Data excerpts below:

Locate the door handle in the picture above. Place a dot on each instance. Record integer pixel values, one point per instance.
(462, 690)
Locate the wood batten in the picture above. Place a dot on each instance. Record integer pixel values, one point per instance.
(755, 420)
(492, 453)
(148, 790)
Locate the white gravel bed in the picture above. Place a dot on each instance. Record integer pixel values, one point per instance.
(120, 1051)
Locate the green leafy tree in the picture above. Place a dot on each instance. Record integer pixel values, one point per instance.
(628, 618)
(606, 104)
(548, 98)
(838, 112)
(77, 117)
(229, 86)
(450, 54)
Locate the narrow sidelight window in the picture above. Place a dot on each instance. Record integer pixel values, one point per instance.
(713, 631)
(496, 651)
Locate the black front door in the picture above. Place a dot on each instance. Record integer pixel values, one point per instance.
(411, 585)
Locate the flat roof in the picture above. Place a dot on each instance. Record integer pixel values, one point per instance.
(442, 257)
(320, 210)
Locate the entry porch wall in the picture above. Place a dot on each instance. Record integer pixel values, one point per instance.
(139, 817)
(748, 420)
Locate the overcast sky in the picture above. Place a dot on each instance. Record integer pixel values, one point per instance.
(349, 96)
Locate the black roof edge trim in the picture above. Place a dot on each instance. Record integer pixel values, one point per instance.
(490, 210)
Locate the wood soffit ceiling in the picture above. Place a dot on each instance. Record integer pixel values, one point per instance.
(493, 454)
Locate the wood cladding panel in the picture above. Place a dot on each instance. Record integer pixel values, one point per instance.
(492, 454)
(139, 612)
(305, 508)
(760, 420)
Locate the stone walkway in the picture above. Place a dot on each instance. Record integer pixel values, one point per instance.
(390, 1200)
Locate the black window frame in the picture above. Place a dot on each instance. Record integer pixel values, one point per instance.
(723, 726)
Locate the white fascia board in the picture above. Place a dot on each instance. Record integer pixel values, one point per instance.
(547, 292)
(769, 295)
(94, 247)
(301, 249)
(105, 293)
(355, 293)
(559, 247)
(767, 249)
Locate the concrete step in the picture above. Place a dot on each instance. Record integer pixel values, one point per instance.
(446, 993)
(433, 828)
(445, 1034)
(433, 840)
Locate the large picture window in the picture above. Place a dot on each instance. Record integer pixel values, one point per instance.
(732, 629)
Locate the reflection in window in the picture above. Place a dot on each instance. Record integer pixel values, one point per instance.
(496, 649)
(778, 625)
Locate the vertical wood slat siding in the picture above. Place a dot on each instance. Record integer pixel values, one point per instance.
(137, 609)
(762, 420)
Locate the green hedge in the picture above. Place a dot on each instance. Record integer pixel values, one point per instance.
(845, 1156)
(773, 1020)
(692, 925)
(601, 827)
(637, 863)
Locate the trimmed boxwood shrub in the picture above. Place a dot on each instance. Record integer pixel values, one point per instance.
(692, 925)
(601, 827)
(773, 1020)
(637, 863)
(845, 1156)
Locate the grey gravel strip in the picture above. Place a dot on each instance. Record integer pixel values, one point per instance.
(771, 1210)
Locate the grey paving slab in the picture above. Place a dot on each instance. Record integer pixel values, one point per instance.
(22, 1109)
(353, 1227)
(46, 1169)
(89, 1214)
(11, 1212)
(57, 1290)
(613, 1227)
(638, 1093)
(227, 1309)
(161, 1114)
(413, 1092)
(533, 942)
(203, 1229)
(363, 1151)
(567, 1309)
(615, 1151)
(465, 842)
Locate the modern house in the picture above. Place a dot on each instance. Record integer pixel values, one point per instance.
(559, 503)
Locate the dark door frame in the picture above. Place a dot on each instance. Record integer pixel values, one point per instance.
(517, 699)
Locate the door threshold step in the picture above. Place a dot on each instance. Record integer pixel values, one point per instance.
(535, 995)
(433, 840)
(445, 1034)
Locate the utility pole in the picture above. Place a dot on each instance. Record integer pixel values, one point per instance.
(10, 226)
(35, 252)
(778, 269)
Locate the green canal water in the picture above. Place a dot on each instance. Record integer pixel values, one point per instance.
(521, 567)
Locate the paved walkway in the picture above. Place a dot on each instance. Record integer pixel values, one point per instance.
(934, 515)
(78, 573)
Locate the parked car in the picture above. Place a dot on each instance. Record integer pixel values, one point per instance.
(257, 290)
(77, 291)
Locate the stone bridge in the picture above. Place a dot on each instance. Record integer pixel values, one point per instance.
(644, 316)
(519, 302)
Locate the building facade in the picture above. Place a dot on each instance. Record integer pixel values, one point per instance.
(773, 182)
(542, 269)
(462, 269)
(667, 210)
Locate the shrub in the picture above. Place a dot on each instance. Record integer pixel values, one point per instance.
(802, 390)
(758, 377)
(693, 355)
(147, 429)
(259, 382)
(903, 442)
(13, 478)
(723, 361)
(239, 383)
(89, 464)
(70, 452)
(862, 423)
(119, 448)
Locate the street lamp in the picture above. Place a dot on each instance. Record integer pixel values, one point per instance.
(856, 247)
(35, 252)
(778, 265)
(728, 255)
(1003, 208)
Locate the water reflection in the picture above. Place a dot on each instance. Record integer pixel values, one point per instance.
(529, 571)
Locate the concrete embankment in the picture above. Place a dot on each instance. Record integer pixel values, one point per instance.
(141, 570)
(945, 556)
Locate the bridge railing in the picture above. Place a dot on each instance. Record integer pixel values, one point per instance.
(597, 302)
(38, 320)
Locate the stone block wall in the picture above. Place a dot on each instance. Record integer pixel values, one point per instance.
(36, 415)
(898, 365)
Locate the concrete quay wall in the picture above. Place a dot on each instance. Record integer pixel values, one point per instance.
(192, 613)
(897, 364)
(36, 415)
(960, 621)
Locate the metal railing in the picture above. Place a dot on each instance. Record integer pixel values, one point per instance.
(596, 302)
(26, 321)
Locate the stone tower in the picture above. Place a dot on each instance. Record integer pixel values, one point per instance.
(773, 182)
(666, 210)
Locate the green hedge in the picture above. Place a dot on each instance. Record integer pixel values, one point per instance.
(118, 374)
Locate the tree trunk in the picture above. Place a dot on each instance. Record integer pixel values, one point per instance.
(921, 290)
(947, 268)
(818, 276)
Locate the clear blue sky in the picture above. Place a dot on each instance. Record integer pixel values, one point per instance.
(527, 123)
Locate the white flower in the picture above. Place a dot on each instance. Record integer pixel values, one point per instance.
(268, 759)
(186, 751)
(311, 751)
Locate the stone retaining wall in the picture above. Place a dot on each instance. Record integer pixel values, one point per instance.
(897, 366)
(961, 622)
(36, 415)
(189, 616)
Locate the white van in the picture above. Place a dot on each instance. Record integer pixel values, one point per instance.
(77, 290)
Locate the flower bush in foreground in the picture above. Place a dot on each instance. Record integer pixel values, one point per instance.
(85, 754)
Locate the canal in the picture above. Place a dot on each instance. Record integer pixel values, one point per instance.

End of Data excerpts.

What the task asks:
What you return must match the data above character for character.

Task solution:
Locate the door handle in the picture above. Place a dot on each instance. Record integer pixel values, one point per instance.
(462, 690)
Locate the wood batten in the picture above. Place a dot on each instance. Record integer pixel values, one point per instance.
(755, 420)
(492, 453)
(148, 790)
Locate the white gravel bed in the picture above. Place a dot on each instance. Record integer pixel values, one point per instance.
(120, 1051)
Locate the green leafy tree in the picture above. Place a dot on each instance. Record integer pixel values, one point per instance.
(628, 618)
(606, 104)
(548, 98)
(838, 112)
(77, 117)
(229, 86)
(450, 54)
Locate the narrow sidelight window in the picture above. Place a dot on each instance. Record integer pixel values, one point per instance.
(713, 631)
(496, 651)
Locate the black front door in the picture above. Place a dot on each instance. Record integer pixel values, one point per instance.
(411, 585)
Locate the flat roof in the picture above. Place a dot on each instance. Record integer pixel values, one point per instance.
(442, 257)
(320, 210)
Locate the entry porch wall in the picture above. Place a dot on each instance. Record integer pixel values, one point per instance.
(139, 817)
(748, 420)
Locate the overcast sky in the picture above. Place a dot on each instance. Record integer pixel values, one point per instance.
(349, 96)
Locate the black roof edge trim in the picture above. Place a dot on each instance. Record integer pixel values, one point per instance.
(490, 210)
Locate the wood soffit ceiling in the picture above. Place a dot on each instance. Record integer pixel values, one point per instance.
(493, 454)
Locate the wood cladding panel in the picture above. Place a dot on each instance. Record integer pixel values, one point per instance.
(492, 454)
(139, 612)
(305, 508)
(760, 420)
Locate the stone walkway in the picture above. Place a dot on each instance. Record integer pixel values, one point per instance.
(390, 1200)
Locate the black window frame in the picture above. Place a dot on each instance. Record integer pixel values, one point per instance.
(723, 726)
Locate the white fascia board in the picture above. Place a dot on each instance. Record integer pixel values, one point per instance.
(547, 292)
(769, 295)
(94, 247)
(301, 249)
(105, 293)
(355, 293)
(559, 247)
(767, 249)
Locate the concrete step in the picture above. Place a dot on each instance. Record integer pixel values, one point per instance.
(446, 993)
(433, 828)
(445, 1034)
(433, 840)
Locate the large picture window in the picture above. Place a dot on each instance. Record integer pixel values, one point per instance.
(732, 629)
Locate the reflection in window in the picture above. Place a dot on each instance. Record integer pixel values, one point per instance.
(496, 649)
(778, 625)
Locate the vertical wood slat siding in the picture above. Place a dot on each instance. Record integer pixel values, one point per instance.
(137, 609)
(762, 420)
Locate the green hedge in the picture above. Place a dot on each instance. Record integer pixel values, one point per instance.
(845, 1156)
(773, 1020)
(692, 925)
(601, 827)
(637, 863)
Locate the trimmed boxwood shrub in the picture above. Place a dot on each instance. Record integer pixel values, one point per instance.
(692, 925)
(601, 827)
(773, 1020)
(637, 863)
(845, 1156)
Locate the grey gravel strip in the picture above. Place a dot on each instance. Record integer pixel values, one point per instance.
(771, 1210)
Locate the grey paving slab in the picture above. Place a dot on each instance. Record integer pixel values, one point per instance.
(22, 1109)
(353, 1227)
(46, 1169)
(89, 1214)
(11, 1212)
(57, 1290)
(613, 1227)
(638, 1093)
(227, 1309)
(161, 1114)
(413, 1092)
(533, 942)
(203, 1229)
(363, 1151)
(567, 1309)
(615, 1151)
(465, 842)
Locate the modern house in the picture above. Place a dot on each instance. Record integer pixel values, one point per instance.
(559, 503)
Locate the dark door frame in the picture above. Place a dot on each instance. Record integer pixel values, one point per instance.
(517, 699)
Locate the door threshold step in the picture above. Place a dot on each instance. Record integer pixel values, one point per instance.
(535, 995)
(433, 840)
(445, 1034)
Locate the utility pole in the picture above. Place a dot on each instance. Record integer pixel values, one point per instance.
(10, 226)
(35, 252)
(778, 269)
Locate the green canal water in the picture above. Place a dot on each instance. Record integer pixel values, one point per instance.
(521, 567)
Locate the paved walkway in the picture above. Place a dot on each instance. Record integer pixel values, one point per instance.
(934, 515)
(78, 573)
Locate the parked car in the picture above. Place a dot on each instance. Record integer pixel values, one point per instance.
(257, 290)
(77, 291)
Locate the stone bridge in the picture above. Place a dot on each instance. Record integer pixel values, one point per instance.
(644, 316)
(519, 302)
Locate the building facade in the picture above. Place a dot on each instance. Record integer pixel values, one point per instance.
(773, 182)
(542, 269)
(462, 269)
(667, 210)
Locate the shrub in the picture above. Place a dot on each instance. Record integer pixel values, one point per instance.
(802, 390)
(758, 377)
(693, 355)
(147, 429)
(259, 382)
(903, 442)
(13, 478)
(723, 361)
(239, 383)
(89, 464)
(70, 452)
(862, 423)
(119, 448)
Locate the street lamp in the picture above. Place a dot on each instance. Record integer pixel values, one point per instance.
(856, 247)
(35, 252)
(778, 265)
(728, 255)
(1003, 208)
Locate the water reflection in the picture above. Place a dot on each instance. Record integer pixel values, one point per instance.
(529, 571)
Locate the concrete embankment in the picture above. Place a dot on each instance. Record integer pixel values, one point per instance.
(141, 570)
(945, 556)
Locate the bridge railing in the picture above. Place a dot on each instance. Record integer pixel values, one point per instance.
(597, 302)
(38, 320)
Locate the stone block wall in the picture above. Place a dot on each instance. Record integer pixel values, one point per instance.
(36, 415)
(898, 365)
Locate the concrete quay wall in the picture above. Place a dot on each instance. Record integer pixel values, one point per instance.
(192, 613)
(897, 364)
(36, 415)
(960, 621)
Locate the metal railing in the picture above. Place a dot on each instance. Record integer pixel values, one point per instance.
(596, 302)
(26, 321)
Locate the stone tower in the picture above. Place a dot on each instance. Record integer pixel values, one point per instance.
(773, 182)
(666, 210)
Locate the green hedge in the picture above. Place a dot on each instance. Record integer pixel values, one point per instance.
(118, 374)
Locate the tree trunk in the picture above. Place a dot on each instance. Record integer pixel values, one point per instance.
(921, 290)
(947, 268)
(818, 276)
Locate the clear blue sky in the picture above. Place a dot on each instance. Record integer pixel values, one point per instance.
(527, 123)
Locate the white flower in the picture above. Place a dot on each instance. Record integer pixel values, one point per instance.
(268, 759)
(186, 751)
(311, 751)
Locate the stone retaining wall in the picture above. Place a dot on each instance. Record integer pixel values, one point per instance.
(897, 366)
(961, 622)
(36, 415)
(189, 616)
Locate the white van in the picture above. Place a dot on each instance. Record integer pixel values, one point per instance.
(77, 290)
Locate the flower bush in foreground in the picture above. Place a dot on each instance. Record integer pixel values, one point per instance.
(85, 754)
Locate the canal in the picture above. Place a dot on each instance. Record integer pixel values, one point per instance.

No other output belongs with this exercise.